What the exercise asks =
Exactly as written, reproduce all of the entries.

Data provided =
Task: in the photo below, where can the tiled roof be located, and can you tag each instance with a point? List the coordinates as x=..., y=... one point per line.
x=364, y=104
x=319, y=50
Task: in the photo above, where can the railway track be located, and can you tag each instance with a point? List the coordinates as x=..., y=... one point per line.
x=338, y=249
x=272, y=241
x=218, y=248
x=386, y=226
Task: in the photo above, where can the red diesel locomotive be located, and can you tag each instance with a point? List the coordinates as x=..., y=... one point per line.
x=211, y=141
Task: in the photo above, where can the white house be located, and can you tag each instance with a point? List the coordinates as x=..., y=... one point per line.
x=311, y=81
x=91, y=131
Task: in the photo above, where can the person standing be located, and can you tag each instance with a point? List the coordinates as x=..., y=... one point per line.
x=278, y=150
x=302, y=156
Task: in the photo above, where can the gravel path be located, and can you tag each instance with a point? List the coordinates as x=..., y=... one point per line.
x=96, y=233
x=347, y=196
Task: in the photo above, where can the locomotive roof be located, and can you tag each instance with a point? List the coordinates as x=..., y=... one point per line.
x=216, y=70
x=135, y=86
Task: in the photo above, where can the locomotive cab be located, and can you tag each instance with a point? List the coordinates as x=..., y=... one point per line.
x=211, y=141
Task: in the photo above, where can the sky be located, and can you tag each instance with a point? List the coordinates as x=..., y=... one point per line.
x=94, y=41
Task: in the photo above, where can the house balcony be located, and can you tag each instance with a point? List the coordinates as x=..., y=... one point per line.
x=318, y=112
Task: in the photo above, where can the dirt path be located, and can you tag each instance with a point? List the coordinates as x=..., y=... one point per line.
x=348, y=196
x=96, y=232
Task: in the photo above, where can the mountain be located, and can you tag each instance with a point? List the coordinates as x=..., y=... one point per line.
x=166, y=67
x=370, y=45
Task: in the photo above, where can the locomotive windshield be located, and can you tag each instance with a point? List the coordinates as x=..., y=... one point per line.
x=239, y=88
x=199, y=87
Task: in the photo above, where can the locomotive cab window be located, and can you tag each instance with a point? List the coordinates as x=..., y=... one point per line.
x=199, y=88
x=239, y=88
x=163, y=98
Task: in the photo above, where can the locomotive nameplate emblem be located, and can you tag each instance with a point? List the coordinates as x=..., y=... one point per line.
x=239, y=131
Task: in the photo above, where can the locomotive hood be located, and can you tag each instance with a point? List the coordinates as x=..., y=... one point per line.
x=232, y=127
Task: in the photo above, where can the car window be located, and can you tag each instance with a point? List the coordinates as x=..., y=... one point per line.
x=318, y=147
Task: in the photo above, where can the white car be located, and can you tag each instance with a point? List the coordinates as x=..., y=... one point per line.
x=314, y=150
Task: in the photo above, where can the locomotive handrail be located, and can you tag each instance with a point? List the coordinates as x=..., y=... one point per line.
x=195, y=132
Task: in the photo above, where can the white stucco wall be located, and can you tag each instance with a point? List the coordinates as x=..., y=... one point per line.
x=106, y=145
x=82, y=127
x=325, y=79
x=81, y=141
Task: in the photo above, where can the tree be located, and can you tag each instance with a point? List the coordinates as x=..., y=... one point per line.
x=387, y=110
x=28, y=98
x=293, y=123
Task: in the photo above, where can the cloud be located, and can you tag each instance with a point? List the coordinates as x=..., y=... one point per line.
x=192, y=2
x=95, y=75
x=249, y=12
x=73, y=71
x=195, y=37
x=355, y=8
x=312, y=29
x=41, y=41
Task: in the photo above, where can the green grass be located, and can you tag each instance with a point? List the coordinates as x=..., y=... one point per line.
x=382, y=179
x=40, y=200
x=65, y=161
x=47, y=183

Expected answer =
Task: in the photo below, where can the tiled roof be located, and can you tag each instance with a point? List the coordinates as x=..., y=... one point per line.
x=364, y=104
x=319, y=50
Task: in the photo above, where can the railway track be located, and can you tag each instance with a point? List the coordinates as x=..., y=... one point per line.
x=338, y=249
x=272, y=241
x=218, y=248
x=386, y=226
Task: in the photo above, where can the red diesel locomotive be located, and can you tag each instance with a point? List the coordinates as x=..., y=... one point per line.
x=211, y=141
Task: in the photo above, where can the white house be located, and can you tag each instance with a point? List the coordinates as x=..., y=... one point per line.
x=311, y=81
x=91, y=131
Task: in the photo above, where can the person standing be located, and can you tag each instance with a point? List the coordinates as x=..., y=... one point per line.
x=278, y=150
x=302, y=156
Task: in the photo above, where can the gravel path be located, and can you tag each instance with a point? List the coordinates as x=..., y=... one point per line.
x=96, y=233
x=347, y=196
Task: in the photo above, where can the locomotive roof be located, and can you tag each instance with a point? List the coordinates as x=..., y=... one point per line.
x=216, y=70
x=135, y=86
Task: in the photo above, where can the locomotive cab be located, and can you tag each instance with a point? List the coordinates as x=..., y=... one point per line.
x=211, y=141
Task: in the photo above, where can the sky be located, and can you tag each instance with a point? List the coordinates as x=..., y=... one point per line.
x=94, y=41
Task: in the photo above, where can the house balcony be located, and can you tag each instance with a point? List the coordinates as x=..., y=... one point per line.
x=318, y=112
Task: in the photo above, where can the dirt path be located, and can you tag each instance with a point? List the coordinates as x=..., y=... one point per line.
x=348, y=196
x=96, y=232
Task: in the photo above, where can the mountain be located, and can you tag each instance with a point? List the coordinates as x=..., y=... one point per line.
x=166, y=67
x=370, y=45
Task: in the photo above, where can the locomotive windshield be located, and can you tag each instance with a point? List the coordinates as x=..., y=... one point per line.
x=239, y=88
x=199, y=87
Task: in the photo above, where can the locomotive cab window be located, and can you tag each instance with a point? List the coordinates as x=..., y=... one point per line.
x=199, y=88
x=239, y=88
x=163, y=98
Task: in the photo above, where can the locomotive nameplate emblem be located, and can you tag each instance with a point? List the coordinates as x=..., y=... one point per line.
x=239, y=131
Task: in the photo above, where can the locomotive hood be located, and can you tag each instance with a point? List the coordinates as x=..., y=... one point per line.
x=232, y=127
Task: in the photo above, where can the car window be located, and can you tag each instance with a point? List the coordinates as x=..., y=... one point per line.
x=318, y=147
Task: in the photo above, where can the white car be located, and can you tag each instance with a point? List the coordinates as x=..., y=... one point per line.
x=314, y=150
Task: in the photo above, where can the locomotive handrail be located, and can you tag each instance with a point? List the coordinates as x=..., y=... one point per line.
x=195, y=132
Task: in the photo above, where can the white stucco wall be located, and can you tag each instance with a point? List the coordinates as x=..., y=... one point per line.
x=106, y=145
x=82, y=127
x=325, y=79
x=81, y=141
Task: in the photo above, where can the tree be located, and can you tag each instance with a point? List the coordinates as x=..., y=... one point per line.
x=387, y=110
x=28, y=98
x=293, y=123
Task: in the photo above, where can the cloud be located, and can you tag each instance with a point? List the coordinates as x=..., y=... one point per line.
x=192, y=2
x=95, y=75
x=249, y=12
x=73, y=71
x=195, y=37
x=355, y=8
x=312, y=29
x=41, y=41
Task: in the photo above, where can the green grass be located, and can you tag each instance with a point? List the coordinates as x=..., y=... one point per line.
x=382, y=179
x=40, y=200
x=65, y=161
x=47, y=183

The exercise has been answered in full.